A block of data:
⟨

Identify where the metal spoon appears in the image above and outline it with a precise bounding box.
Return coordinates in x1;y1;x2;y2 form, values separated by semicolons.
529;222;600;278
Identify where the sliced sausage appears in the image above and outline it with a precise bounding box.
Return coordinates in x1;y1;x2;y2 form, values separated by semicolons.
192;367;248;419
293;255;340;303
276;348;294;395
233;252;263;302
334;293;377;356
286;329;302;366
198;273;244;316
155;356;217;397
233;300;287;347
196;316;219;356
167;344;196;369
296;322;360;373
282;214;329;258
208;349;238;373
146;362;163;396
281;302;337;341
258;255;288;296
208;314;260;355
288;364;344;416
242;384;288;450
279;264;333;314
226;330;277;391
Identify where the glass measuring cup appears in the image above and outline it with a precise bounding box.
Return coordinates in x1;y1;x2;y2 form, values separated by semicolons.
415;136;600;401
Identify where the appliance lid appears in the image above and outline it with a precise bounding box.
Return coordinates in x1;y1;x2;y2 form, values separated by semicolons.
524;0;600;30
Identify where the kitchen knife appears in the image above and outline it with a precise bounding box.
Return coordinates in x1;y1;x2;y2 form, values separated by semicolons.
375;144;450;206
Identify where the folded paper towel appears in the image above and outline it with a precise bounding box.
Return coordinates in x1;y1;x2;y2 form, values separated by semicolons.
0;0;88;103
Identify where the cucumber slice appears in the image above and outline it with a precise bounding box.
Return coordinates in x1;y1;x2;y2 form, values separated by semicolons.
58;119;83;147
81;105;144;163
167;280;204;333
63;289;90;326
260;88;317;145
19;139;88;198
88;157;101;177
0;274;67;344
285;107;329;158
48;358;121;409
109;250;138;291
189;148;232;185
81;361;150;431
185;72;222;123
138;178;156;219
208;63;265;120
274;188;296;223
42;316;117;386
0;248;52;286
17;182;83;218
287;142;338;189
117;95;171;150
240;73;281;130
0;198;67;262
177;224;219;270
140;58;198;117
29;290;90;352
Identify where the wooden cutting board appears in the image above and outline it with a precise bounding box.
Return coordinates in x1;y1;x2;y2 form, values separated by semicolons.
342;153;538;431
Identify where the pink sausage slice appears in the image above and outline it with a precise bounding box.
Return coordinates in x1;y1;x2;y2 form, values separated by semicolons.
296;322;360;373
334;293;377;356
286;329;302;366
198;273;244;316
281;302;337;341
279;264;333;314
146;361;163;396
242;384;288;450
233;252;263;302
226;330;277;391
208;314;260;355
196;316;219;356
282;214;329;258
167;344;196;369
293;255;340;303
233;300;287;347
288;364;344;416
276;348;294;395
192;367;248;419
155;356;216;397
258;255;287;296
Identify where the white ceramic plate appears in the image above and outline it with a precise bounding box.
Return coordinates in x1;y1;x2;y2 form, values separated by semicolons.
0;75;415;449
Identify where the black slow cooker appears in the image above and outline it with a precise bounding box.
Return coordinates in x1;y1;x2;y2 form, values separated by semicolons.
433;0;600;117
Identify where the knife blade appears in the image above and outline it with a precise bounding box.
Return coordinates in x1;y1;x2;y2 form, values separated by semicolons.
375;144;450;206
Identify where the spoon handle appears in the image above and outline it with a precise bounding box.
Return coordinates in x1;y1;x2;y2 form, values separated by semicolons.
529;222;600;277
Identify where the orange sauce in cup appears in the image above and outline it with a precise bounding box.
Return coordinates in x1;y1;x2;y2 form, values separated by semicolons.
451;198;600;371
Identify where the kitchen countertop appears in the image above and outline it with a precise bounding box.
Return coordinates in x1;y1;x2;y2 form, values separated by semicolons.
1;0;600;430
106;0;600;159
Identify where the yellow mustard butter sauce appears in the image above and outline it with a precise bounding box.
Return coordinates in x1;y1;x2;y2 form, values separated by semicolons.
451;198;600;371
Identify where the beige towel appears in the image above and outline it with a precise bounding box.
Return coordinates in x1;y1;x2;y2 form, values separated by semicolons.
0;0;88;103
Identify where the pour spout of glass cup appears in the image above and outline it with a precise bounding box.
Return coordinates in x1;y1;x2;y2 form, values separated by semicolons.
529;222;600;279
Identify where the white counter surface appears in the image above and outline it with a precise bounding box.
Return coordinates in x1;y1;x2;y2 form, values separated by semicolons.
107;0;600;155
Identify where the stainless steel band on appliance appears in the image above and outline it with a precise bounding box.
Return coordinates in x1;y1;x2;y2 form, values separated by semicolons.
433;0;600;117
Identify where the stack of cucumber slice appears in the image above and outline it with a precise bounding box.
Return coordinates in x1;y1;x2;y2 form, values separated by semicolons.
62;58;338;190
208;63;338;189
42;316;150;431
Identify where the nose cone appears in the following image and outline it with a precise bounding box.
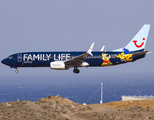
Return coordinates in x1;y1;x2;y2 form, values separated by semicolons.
1;59;7;65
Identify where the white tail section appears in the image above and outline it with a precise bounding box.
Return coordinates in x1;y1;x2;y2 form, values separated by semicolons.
87;43;95;56
114;24;150;52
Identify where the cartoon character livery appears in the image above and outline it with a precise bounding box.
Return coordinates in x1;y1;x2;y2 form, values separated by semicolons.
1;24;150;73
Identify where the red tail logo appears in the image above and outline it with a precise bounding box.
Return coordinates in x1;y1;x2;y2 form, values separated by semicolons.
133;38;145;48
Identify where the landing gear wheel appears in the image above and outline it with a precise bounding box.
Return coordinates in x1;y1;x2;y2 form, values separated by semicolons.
15;70;19;73
73;68;80;73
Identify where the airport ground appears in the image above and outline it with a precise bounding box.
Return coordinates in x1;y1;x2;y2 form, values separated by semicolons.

⟩

Problem to solve: Starting at the first of the rows above and stopping after the line that contains "529;222;600;278", write out every line again, requests included, shifting each coordinate in the answers by adding 60 to it.

Solution to the exercise:
Identify where the metal spoon appears in the image above and outline it with a precise bounding box.
Return coordinates in x1;y1;x2;y2 form, values separated by semicolons.
589;282;660;338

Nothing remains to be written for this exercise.